Exercise directions: Exactly as written, write out the lines below from the first to the one containing "find green lawn", inclusive. Pictures do not belong in the copy.

#### Dataset extract

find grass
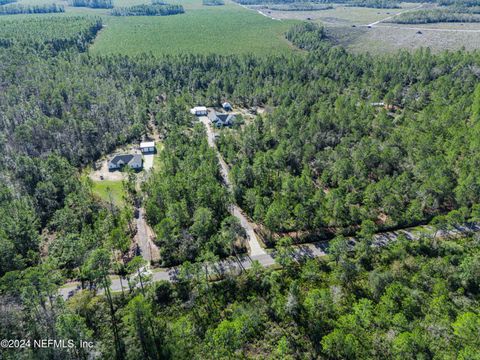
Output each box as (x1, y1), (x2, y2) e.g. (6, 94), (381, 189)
(90, 0), (299, 56)
(92, 180), (126, 207)
(153, 142), (164, 171)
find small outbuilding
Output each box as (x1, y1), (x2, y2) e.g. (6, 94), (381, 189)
(140, 141), (155, 154)
(190, 106), (208, 116)
(108, 154), (143, 171)
(222, 102), (233, 111)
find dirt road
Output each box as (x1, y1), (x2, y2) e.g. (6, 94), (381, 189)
(199, 116), (266, 256)
(366, 4), (423, 27)
(134, 207), (160, 263)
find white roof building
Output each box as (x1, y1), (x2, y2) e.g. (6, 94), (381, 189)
(190, 106), (208, 115)
(140, 141), (155, 153)
(140, 141), (155, 148)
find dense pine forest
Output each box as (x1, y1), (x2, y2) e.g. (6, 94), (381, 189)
(389, 8), (480, 23)
(0, 4), (65, 15)
(0, 14), (480, 360)
(69, 0), (113, 9)
(111, 4), (184, 16)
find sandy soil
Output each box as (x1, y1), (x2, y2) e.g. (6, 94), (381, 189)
(89, 159), (125, 181)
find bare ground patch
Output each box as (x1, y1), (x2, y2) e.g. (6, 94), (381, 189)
(89, 144), (141, 181)
(334, 24), (480, 54)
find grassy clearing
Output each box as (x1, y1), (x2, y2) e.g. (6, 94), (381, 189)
(92, 179), (126, 207)
(153, 142), (164, 171)
(90, 0), (299, 56)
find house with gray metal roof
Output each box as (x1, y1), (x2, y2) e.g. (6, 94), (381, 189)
(208, 111), (235, 127)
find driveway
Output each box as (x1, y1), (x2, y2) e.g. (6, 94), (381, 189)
(134, 207), (160, 262)
(199, 115), (266, 256)
(143, 153), (154, 172)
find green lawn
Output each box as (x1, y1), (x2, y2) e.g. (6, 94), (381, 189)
(90, 0), (299, 56)
(92, 180), (126, 207)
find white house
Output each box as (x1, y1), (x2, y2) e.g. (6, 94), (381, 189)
(190, 106), (208, 116)
(140, 141), (155, 154)
(108, 154), (143, 171)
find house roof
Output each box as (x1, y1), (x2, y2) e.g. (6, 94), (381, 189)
(208, 111), (218, 121)
(140, 141), (155, 148)
(109, 154), (142, 167)
(209, 111), (235, 124)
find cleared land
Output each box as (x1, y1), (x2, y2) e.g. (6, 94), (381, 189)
(326, 23), (480, 53)
(254, 2), (480, 53)
(258, 4), (414, 25)
(90, 0), (299, 56)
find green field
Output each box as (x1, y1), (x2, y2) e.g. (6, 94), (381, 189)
(92, 180), (126, 207)
(90, 0), (299, 56)
(3, 0), (299, 56)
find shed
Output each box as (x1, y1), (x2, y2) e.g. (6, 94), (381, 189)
(140, 141), (155, 154)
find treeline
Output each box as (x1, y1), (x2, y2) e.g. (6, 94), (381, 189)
(235, 0), (474, 7)
(234, 0), (400, 8)
(69, 0), (113, 9)
(285, 22), (326, 50)
(111, 3), (185, 16)
(0, 17), (103, 53)
(203, 0), (225, 5)
(0, 4), (64, 15)
(438, 0), (480, 6)
(347, 0), (399, 8)
(261, 3), (333, 11)
(388, 8), (480, 24)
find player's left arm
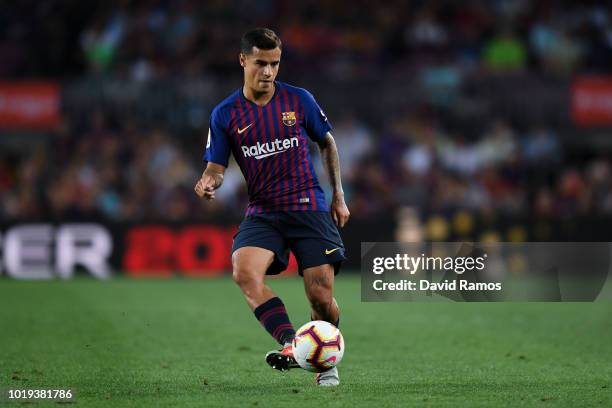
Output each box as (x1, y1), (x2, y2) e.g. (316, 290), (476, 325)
(317, 132), (350, 228)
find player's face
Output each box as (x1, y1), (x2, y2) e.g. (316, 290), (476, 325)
(240, 47), (281, 93)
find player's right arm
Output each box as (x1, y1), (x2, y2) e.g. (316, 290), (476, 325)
(195, 107), (231, 201)
(194, 162), (225, 200)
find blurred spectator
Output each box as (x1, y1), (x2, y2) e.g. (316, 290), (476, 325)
(522, 126), (561, 166)
(328, 112), (373, 182)
(439, 135), (480, 176)
(0, 0), (611, 224)
(529, 19), (582, 75)
(477, 120), (517, 167)
(483, 30), (526, 71)
(81, 9), (126, 73)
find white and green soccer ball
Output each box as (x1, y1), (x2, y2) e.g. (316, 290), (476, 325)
(292, 320), (344, 372)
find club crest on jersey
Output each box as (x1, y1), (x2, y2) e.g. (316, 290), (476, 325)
(282, 111), (296, 126)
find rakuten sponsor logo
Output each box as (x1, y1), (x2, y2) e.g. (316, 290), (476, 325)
(241, 137), (298, 159)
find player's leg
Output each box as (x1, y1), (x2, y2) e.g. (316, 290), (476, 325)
(232, 245), (295, 348)
(302, 264), (342, 386)
(232, 246), (299, 371)
(286, 211), (345, 327)
(293, 245), (344, 386)
(231, 215), (299, 372)
(302, 264), (340, 326)
(285, 211), (346, 386)
(286, 211), (346, 326)
(231, 246), (276, 310)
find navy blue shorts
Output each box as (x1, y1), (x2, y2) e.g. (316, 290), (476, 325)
(232, 211), (346, 276)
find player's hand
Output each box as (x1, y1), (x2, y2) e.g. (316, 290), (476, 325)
(194, 174), (217, 200)
(331, 193), (350, 228)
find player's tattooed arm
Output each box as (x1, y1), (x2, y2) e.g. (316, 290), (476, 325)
(318, 132), (350, 227)
(194, 162), (225, 200)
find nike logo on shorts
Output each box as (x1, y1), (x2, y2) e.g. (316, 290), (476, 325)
(325, 248), (340, 255)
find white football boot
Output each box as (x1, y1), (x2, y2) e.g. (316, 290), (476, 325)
(315, 367), (339, 386)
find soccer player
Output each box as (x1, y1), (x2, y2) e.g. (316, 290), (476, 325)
(194, 28), (349, 386)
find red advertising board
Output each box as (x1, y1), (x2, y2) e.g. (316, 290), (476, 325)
(0, 82), (60, 129)
(122, 225), (298, 277)
(571, 76), (612, 126)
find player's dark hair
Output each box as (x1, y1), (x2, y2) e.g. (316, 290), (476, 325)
(240, 28), (282, 54)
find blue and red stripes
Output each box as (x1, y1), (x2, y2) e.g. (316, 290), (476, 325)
(228, 83), (328, 215)
(290, 92), (314, 210)
(280, 88), (303, 211)
(254, 297), (296, 345)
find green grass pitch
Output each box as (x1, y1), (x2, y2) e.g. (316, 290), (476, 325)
(1, 276), (610, 407)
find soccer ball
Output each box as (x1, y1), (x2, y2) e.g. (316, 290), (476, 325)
(292, 320), (344, 372)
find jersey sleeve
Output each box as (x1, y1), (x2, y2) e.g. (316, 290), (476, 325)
(301, 90), (332, 142)
(203, 108), (231, 167)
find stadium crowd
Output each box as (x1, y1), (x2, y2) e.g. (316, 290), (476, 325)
(0, 0), (611, 223)
(1, 0), (611, 79)
(0, 109), (610, 222)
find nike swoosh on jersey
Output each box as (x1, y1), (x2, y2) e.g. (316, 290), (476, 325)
(325, 248), (341, 255)
(237, 123), (254, 134)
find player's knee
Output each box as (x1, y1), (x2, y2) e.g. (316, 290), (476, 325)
(232, 269), (253, 288)
(232, 265), (262, 291)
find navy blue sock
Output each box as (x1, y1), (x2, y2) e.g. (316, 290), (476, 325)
(254, 297), (295, 345)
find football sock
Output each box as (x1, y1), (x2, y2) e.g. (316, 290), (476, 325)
(254, 297), (295, 346)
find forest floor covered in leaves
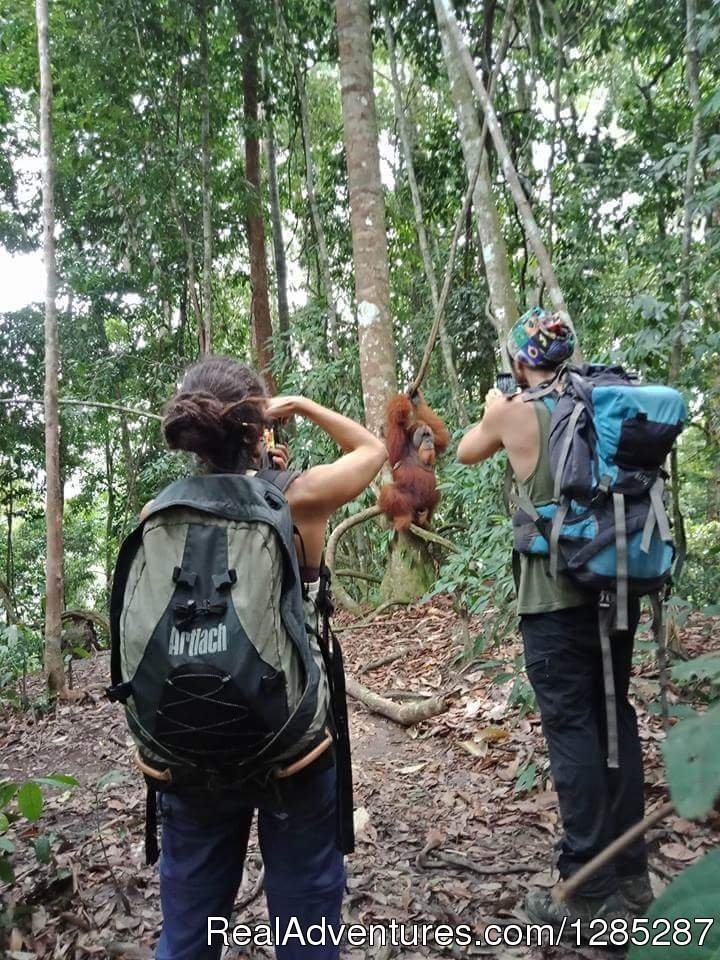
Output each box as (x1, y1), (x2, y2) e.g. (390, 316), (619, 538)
(1, 598), (719, 959)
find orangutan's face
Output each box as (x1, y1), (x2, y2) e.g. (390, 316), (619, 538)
(413, 424), (436, 467)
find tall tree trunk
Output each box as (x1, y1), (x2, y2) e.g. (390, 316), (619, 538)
(671, 0), (702, 383)
(383, 8), (468, 424)
(198, 0), (213, 353)
(337, 0), (436, 605)
(336, 0), (398, 435)
(667, 0), (703, 582)
(435, 0), (574, 336)
(265, 116), (291, 362)
(275, 0), (339, 354)
(35, 0), (65, 695)
(242, 13), (277, 394)
(433, 0), (518, 345)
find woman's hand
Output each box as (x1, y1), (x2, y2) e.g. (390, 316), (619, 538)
(265, 396), (306, 422)
(268, 443), (290, 470)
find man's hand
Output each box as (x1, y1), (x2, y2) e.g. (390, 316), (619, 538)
(484, 387), (504, 409)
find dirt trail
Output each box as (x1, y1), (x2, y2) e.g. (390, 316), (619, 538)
(1, 601), (718, 958)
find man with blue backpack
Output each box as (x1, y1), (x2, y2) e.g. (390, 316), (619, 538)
(457, 308), (686, 936)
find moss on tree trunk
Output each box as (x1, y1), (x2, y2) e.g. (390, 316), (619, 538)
(380, 530), (436, 603)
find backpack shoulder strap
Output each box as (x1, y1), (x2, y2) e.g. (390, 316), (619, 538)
(255, 468), (301, 494)
(108, 519), (146, 697)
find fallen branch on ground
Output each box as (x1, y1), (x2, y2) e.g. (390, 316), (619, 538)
(359, 645), (413, 675)
(345, 674), (448, 725)
(416, 831), (543, 875)
(553, 800), (675, 903)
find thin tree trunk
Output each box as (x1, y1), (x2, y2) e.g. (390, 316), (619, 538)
(336, 0), (398, 435)
(242, 13), (277, 395)
(35, 0), (65, 695)
(198, 0), (213, 353)
(0, 576), (16, 626)
(104, 428), (115, 592)
(95, 315), (141, 517)
(275, 0), (339, 354)
(383, 8), (467, 424)
(436, 0), (573, 334)
(433, 0), (518, 345)
(265, 116), (291, 362)
(671, 0), (702, 383)
(5, 459), (14, 602)
(173, 200), (204, 333)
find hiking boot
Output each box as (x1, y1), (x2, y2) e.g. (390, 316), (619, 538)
(525, 887), (632, 941)
(619, 871), (654, 914)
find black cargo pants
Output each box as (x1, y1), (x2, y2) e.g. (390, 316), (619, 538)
(520, 600), (648, 898)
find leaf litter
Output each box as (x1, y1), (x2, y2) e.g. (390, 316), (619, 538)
(0, 598), (718, 958)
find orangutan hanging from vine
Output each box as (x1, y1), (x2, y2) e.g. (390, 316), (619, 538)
(378, 392), (450, 532)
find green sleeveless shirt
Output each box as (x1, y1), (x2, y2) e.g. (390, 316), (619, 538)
(515, 402), (589, 615)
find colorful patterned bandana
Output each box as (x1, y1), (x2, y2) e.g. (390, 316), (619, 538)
(507, 307), (575, 367)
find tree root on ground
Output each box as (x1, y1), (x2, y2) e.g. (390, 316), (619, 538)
(345, 674), (448, 726)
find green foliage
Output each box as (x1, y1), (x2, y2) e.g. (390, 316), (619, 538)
(628, 852), (720, 960)
(0, 774), (78, 884)
(672, 654), (720, 688)
(663, 703), (720, 820)
(431, 452), (515, 639)
(0, 624), (42, 694)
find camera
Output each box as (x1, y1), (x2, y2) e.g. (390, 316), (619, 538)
(495, 372), (518, 395)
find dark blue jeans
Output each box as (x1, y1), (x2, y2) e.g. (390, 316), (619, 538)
(521, 601), (648, 899)
(156, 765), (345, 960)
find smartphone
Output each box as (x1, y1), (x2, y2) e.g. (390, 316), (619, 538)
(496, 372), (518, 395)
(260, 426), (276, 470)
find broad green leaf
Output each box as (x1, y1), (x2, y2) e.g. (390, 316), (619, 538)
(0, 837), (14, 853)
(672, 655), (720, 685)
(17, 781), (43, 822)
(0, 856), (15, 883)
(628, 852), (720, 959)
(0, 813), (9, 833)
(34, 836), (51, 864)
(663, 704), (720, 819)
(514, 762), (537, 795)
(0, 782), (18, 808)
(33, 775), (79, 788)
(96, 770), (130, 789)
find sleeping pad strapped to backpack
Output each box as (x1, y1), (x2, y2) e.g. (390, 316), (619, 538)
(512, 364), (686, 767)
(106, 469), (354, 862)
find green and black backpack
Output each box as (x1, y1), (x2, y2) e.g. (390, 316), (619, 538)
(107, 469), (354, 861)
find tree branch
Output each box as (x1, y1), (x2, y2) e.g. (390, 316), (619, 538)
(0, 398), (162, 422)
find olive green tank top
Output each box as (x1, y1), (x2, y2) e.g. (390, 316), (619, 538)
(516, 402), (589, 615)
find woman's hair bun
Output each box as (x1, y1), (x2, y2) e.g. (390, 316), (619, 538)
(162, 358), (267, 472)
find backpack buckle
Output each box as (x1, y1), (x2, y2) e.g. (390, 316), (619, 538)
(599, 591), (612, 611)
(106, 681), (132, 704)
(212, 570), (237, 591)
(173, 567), (197, 588)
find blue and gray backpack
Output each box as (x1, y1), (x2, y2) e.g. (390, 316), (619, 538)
(512, 364), (687, 766)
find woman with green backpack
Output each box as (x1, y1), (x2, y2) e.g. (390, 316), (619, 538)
(110, 356), (386, 959)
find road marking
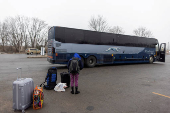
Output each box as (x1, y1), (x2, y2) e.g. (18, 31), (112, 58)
(152, 92), (170, 98)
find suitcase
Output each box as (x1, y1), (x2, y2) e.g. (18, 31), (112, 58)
(13, 68), (34, 113)
(60, 72), (70, 87)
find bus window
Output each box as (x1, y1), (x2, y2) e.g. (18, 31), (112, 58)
(84, 31), (101, 44)
(48, 27), (54, 40)
(138, 37), (147, 47)
(116, 35), (132, 46)
(130, 36), (138, 46)
(74, 29), (84, 44)
(65, 28), (84, 43)
(55, 27), (65, 42)
(147, 38), (155, 48)
(65, 28), (75, 43)
(101, 33), (116, 45)
(115, 35), (122, 46)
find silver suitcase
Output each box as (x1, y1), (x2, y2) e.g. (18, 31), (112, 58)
(13, 68), (34, 113)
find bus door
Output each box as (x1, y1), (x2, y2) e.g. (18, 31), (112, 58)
(156, 43), (166, 62)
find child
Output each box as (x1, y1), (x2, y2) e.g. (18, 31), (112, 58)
(67, 53), (83, 94)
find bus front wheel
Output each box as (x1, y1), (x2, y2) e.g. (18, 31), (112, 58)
(149, 56), (154, 64)
(86, 56), (96, 68)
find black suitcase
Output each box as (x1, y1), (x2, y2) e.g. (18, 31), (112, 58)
(60, 72), (70, 87)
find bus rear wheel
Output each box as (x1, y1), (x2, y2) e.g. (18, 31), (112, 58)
(86, 56), (96, 68)
(149, 56), (154, 64)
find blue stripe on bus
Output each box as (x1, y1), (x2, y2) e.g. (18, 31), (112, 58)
(52, 52), (151, 64)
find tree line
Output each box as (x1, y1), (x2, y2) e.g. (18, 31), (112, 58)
(0, 15), (154, 53)
(0, 15), (48, 53)
(88, 15), (153, 38)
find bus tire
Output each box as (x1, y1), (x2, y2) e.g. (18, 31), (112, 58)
(80, 56), (85, 67)
(86, 56), (96, 68)
(149, 56), (154, 64)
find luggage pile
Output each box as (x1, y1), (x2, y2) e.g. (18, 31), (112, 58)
(13, 67), (70, 112)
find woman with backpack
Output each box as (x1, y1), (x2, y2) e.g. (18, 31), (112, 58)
(67, 53), (83, 94)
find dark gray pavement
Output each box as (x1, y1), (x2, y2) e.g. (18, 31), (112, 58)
(0, 54), (170, 113)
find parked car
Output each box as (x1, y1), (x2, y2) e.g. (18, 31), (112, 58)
(25, 48), (41, 55)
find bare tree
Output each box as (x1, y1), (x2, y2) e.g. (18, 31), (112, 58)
(36, 26), (48, 49)
(133, 27), (153, 38)
(27, 18), (48, 48)
(0, 15), (48, 53)
(0, 22), (9, 51)
(89, 15), (109, 32)
(108, 26), (124, 34)
(16, 16), (29, 51)
(7, 17), (20, 52)
(6, 17), (25, 52)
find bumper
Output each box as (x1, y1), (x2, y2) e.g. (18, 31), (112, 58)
(47, 57), (55, 63)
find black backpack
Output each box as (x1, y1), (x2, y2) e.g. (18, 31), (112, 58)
(40, 67), (57, 90)
(69, 57), (80, 74)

########

Expected answer:
find grass
Output each box as (x1, y1), (x2, y2) e.g. (6, 94), (381, 189)
(90, 0), (299, 56)
(92, 180), (126, 207)
(153, 142), (164, 171)
find small outbuilding
Output each box as (x1, y1), (x2, y2) e.g. (6, 94), (381, 189)
(140, 141), (155, 154)
(190, 106), (208, 116)
(108, 154), (143, 171)
(222, 102), (233, 111)
find dirt road
Output each box as (x1, y1), (x2, y2) e.g. (6, 94), (381, 189)
(199, 116), (266, 256)
(366, 4), (423, 27)
(134, 207), (160, 263)
find white roof building
Output each box as (x1, y1), (x2, y2) e.g. (6, 94), (381, 189)
(190, 106), (208, 115)
(140, 141), (155, 153)
(140, 141), (155, 148)
find dense pine forest
Output each box as (x1, y1), (x2, y2) e.g. (6, 94), (381, 189)
(389, 8), (480, 23)
(0, 4), (65, 15)
(0, 14), (480, 360)
(69, 0), (113, 9)
(111, 4), (184, 16)
find sandy soil
Output each box as (x1, y1), (x2, y2) e.g. (6, 94), (381, 189)
(89, 159), (125, 181)
find bare ground patch
Output each box as (x1, y1), (x2, y2) e.g. (6, 94), (381, 189)
(89, 144), (141, 181)
(334, 24), (480, 54)
find grassy clearing
Output each box as (x1, y1), (x2, y2) e.g. (6, 94), (381, 189)
(92, 179), (126, 207)
(153, 142), (164, 171)
(90, 0), (299, 56)
find house with gray metal roof
Output each box as (x1, y1), (x2, y2) e.g. (6, 94), (381, 189)
(208, 111), (235, 127)
find driveway
Output each box as (x1, y1), (x2, y2) e.g. (6, 94), (381, 189)
(134, 207), (160, 262)
(199, 115), (266, 256)
(143, 153), (154, 172)
find green lawn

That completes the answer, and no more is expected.